Given records:
┄┄┄┄┄┄

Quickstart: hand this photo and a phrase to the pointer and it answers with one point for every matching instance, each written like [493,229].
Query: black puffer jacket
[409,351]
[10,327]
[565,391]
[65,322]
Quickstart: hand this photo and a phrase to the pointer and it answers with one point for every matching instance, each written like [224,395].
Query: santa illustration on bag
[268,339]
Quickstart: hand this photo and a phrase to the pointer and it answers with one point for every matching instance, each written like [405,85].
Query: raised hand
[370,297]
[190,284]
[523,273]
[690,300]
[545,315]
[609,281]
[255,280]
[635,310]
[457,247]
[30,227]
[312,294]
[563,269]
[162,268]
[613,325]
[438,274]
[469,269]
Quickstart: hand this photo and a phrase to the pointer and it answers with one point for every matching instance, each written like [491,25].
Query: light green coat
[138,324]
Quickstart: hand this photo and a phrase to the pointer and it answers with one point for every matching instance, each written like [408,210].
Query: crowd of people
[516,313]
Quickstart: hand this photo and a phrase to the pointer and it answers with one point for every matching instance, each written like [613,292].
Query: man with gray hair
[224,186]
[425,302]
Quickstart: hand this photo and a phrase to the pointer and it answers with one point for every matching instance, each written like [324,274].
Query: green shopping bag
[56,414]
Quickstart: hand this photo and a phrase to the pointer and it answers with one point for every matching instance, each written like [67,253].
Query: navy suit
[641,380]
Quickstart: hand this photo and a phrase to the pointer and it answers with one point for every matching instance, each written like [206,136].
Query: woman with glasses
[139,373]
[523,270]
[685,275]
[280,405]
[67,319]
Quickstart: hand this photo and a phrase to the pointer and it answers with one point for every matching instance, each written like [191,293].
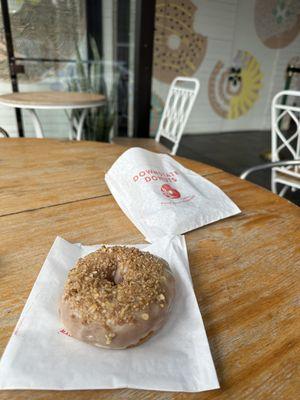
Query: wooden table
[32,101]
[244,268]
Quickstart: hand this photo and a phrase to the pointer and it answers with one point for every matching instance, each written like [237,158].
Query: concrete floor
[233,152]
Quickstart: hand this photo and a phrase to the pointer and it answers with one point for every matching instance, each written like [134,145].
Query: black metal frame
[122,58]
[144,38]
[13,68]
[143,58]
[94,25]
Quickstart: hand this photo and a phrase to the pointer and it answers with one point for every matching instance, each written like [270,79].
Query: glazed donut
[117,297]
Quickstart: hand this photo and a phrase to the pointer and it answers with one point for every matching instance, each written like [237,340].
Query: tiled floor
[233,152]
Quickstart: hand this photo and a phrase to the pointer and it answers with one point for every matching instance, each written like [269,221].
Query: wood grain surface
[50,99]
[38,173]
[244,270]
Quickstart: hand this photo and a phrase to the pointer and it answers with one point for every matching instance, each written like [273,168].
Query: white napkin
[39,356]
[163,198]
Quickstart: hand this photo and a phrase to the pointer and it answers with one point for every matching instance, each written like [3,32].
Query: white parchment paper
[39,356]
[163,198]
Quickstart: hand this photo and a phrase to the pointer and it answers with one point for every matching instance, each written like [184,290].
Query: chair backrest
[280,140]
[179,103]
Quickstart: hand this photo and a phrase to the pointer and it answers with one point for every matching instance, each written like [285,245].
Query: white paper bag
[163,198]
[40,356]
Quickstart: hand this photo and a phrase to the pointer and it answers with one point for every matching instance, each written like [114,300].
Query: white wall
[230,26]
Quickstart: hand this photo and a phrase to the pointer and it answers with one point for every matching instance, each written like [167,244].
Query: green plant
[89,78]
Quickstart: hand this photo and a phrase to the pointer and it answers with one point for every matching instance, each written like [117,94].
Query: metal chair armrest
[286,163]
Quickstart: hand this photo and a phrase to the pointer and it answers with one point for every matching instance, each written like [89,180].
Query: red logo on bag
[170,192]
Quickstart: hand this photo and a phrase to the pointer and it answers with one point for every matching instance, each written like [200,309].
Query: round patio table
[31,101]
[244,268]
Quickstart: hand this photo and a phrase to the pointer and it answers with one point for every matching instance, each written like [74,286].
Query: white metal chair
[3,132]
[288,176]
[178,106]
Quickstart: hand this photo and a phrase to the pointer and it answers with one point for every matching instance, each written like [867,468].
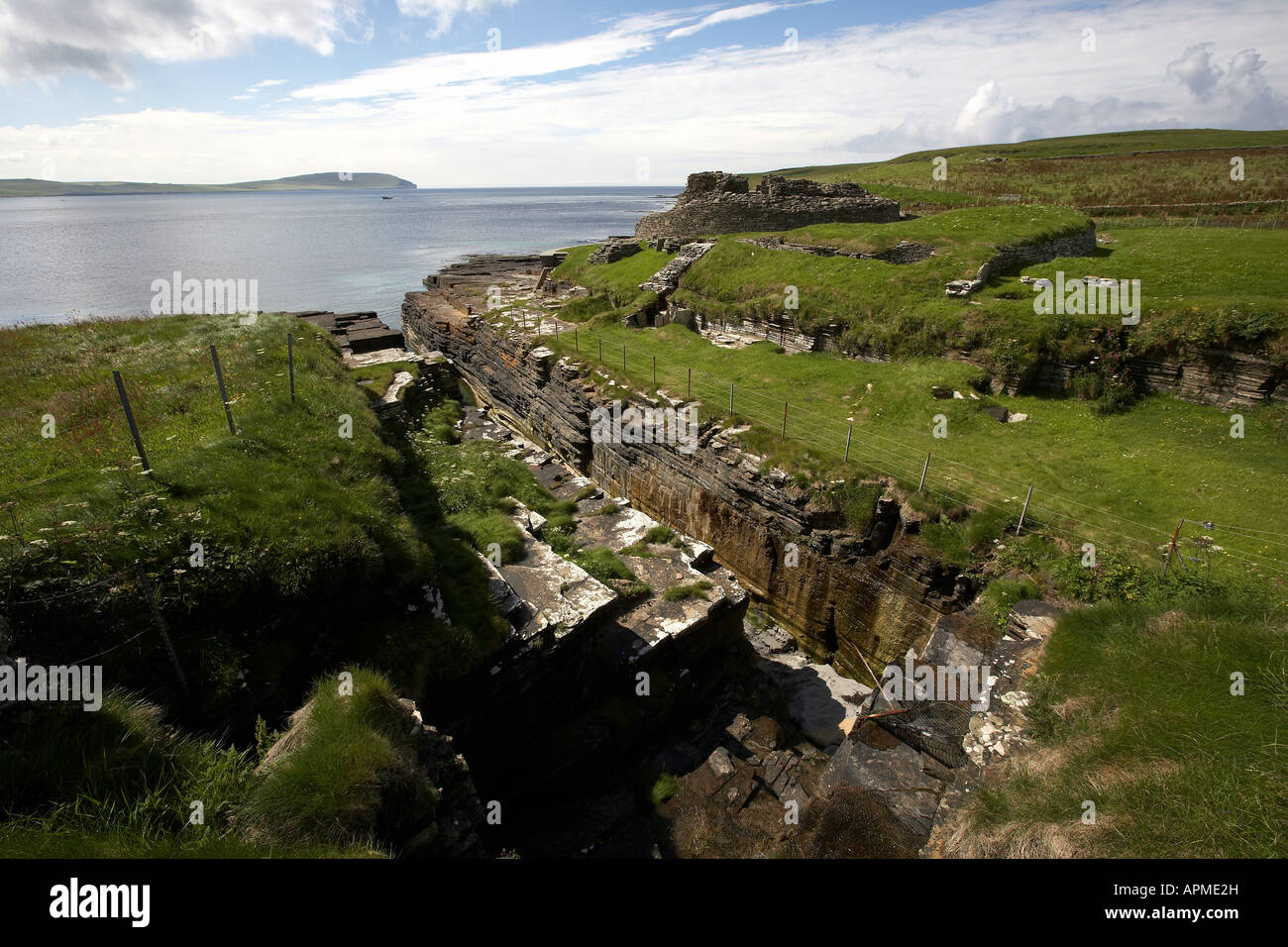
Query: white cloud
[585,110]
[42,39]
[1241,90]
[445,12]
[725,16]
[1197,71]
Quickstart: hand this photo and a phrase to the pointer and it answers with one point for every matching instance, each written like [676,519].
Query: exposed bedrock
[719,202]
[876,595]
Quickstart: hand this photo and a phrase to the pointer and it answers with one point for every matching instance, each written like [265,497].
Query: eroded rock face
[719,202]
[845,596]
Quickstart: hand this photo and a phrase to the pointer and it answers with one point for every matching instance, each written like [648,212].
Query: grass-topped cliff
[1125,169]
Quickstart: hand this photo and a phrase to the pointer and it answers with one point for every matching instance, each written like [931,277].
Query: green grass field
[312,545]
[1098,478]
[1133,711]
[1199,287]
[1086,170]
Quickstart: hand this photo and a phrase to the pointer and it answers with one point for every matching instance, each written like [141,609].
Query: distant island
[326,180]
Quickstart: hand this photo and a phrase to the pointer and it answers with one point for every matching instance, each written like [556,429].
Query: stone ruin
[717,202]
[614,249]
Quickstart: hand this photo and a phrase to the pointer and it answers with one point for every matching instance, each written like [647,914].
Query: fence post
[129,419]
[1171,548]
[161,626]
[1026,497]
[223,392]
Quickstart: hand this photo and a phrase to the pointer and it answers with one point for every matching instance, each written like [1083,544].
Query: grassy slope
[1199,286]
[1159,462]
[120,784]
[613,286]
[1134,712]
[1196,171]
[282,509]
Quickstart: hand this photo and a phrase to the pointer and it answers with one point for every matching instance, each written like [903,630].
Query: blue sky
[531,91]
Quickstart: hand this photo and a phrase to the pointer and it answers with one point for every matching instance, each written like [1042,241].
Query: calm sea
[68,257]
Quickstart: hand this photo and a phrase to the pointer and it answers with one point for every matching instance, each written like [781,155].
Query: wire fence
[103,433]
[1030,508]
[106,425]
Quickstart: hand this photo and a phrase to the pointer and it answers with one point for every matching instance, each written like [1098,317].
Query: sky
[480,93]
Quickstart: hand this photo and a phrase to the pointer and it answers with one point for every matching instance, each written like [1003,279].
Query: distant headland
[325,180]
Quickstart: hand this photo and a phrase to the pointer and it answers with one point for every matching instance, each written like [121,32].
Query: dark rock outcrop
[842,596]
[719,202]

┄┄┄┄┄┄

Task description: Can you rescale the lines from the one holding "written like [1098,317]." through the last line above, both included? Write them all out again with the requests, multiplying each answer coordinate by 1.45 and rounding to whole numbers (halves up), and leave the numbers in the requests and their format samples unchanged.

Exercise response:
Quickstart: hand this photo and a phrase to the pointer and it answers with one point for every matching instance, each written like [1098,317].
Query: sky
[696,135]
Quickstart: hand this photo and a phrase to the pointer and it answers with one point for every matching instance, each written like [1003,279].
Query: distant headland
[471,261]
Quickstart: hand this photo and a phrase to the pointer and it answers with one point for every matching instance, each written like [121,32].
Query: dark rock outcrop
[1221,864]
[1043,293]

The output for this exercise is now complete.